Start of TEXT SHOWN

Putting the interest rate rise in perspective

Originally written as a column for Inside Housing.

‘Millions hit by higher mortgage bills,’ ran the headlines after the Bank of England raised interest rates for the first time in three years.  

‘Worst blow to first-time buyers since financial crisis,’ was the Telegraph’s verdict on the increase from 0.1 to 0.25 per cent. The move had been long expected but it was still enough to send shares in housebuilders lower and banks higher.

Most mortgages are now on fixed-rate terms so most borrowers will not see an increase immediately, although the decision will add around £10 a month to repayments for someone on the standard variable rate and £15 a month for a tracker mortgage customer.

With energy bills already rising, council tax bills going up next year and price inflation at 5.1 per cent and rising that can only add to the worry for those borrowers who are already stretched.

End of TEXT SHOWN

WHAT THIS TASK INVOLVES:
For each statement, say yes or no according to the column on the interest rate rise, and quote the deciding words from it.
1. The Bank of England raised interest rates from 0.1 to 0.25 per cent.
2. Most borrowers will see their repayments go up immediately.
3. A tracker mortgage customer will pay around £10 more a month.
The listing has nothing to do with the column on the interest rate rise.

Start of RECORDS

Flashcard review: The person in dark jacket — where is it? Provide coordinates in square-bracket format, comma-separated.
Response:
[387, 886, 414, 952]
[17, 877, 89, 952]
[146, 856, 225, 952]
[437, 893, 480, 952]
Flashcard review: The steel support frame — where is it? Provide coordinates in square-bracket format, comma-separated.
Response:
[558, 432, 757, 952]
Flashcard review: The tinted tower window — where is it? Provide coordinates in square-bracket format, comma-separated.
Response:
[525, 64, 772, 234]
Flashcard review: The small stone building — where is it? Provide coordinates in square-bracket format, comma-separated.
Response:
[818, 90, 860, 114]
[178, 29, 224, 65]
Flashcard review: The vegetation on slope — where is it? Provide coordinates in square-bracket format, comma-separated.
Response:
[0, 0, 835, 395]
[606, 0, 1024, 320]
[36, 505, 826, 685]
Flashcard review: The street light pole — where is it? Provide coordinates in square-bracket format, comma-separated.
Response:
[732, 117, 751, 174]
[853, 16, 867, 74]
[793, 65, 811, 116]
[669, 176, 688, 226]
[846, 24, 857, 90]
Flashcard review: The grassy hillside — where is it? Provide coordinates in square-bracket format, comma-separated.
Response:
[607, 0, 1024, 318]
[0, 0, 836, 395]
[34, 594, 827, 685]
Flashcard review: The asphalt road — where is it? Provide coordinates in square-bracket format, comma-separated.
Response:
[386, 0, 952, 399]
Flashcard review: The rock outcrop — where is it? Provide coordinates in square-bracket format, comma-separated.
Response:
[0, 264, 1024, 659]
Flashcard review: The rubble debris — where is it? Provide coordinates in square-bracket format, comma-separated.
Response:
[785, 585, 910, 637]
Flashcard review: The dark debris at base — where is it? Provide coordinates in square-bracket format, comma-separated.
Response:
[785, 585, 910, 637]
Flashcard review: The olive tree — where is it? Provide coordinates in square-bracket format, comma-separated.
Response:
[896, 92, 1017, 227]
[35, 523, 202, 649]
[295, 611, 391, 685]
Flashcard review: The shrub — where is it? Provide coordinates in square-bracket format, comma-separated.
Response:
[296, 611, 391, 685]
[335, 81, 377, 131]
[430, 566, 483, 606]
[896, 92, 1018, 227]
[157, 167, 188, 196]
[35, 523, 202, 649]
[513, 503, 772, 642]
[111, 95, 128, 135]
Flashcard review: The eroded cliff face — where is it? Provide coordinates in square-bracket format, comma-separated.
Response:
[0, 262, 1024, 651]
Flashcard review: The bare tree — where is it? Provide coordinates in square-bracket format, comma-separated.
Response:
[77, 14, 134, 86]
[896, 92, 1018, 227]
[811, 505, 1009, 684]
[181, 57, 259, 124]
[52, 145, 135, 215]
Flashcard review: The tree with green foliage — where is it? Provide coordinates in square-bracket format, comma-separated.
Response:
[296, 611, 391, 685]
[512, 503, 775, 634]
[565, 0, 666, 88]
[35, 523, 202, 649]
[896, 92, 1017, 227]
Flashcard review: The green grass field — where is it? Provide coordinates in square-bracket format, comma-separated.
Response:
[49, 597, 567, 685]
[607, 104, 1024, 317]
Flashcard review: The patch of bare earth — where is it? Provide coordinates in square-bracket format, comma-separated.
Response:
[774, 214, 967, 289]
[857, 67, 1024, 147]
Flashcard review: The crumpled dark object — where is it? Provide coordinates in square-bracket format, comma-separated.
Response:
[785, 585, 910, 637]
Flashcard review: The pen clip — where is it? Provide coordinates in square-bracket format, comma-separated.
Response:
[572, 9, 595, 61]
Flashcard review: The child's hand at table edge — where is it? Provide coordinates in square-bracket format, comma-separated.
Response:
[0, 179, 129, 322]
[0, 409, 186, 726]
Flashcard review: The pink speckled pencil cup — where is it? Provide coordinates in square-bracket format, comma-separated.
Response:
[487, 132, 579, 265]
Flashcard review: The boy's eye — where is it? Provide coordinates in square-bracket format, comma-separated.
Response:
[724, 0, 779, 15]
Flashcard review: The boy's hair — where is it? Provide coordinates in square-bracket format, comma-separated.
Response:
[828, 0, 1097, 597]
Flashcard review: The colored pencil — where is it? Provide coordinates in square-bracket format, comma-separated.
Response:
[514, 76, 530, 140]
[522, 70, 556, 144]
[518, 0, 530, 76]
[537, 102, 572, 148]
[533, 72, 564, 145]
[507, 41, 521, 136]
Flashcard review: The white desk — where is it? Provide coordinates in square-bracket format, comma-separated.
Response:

End of RECORDS

WORKED SOLUTION:
1. Yes: "the increase from 0.1 to 0.25 per cent"
2. No: "most borrowers will not see an increase immediately"
3. No: "£15 a month for a tracker mortgage customer"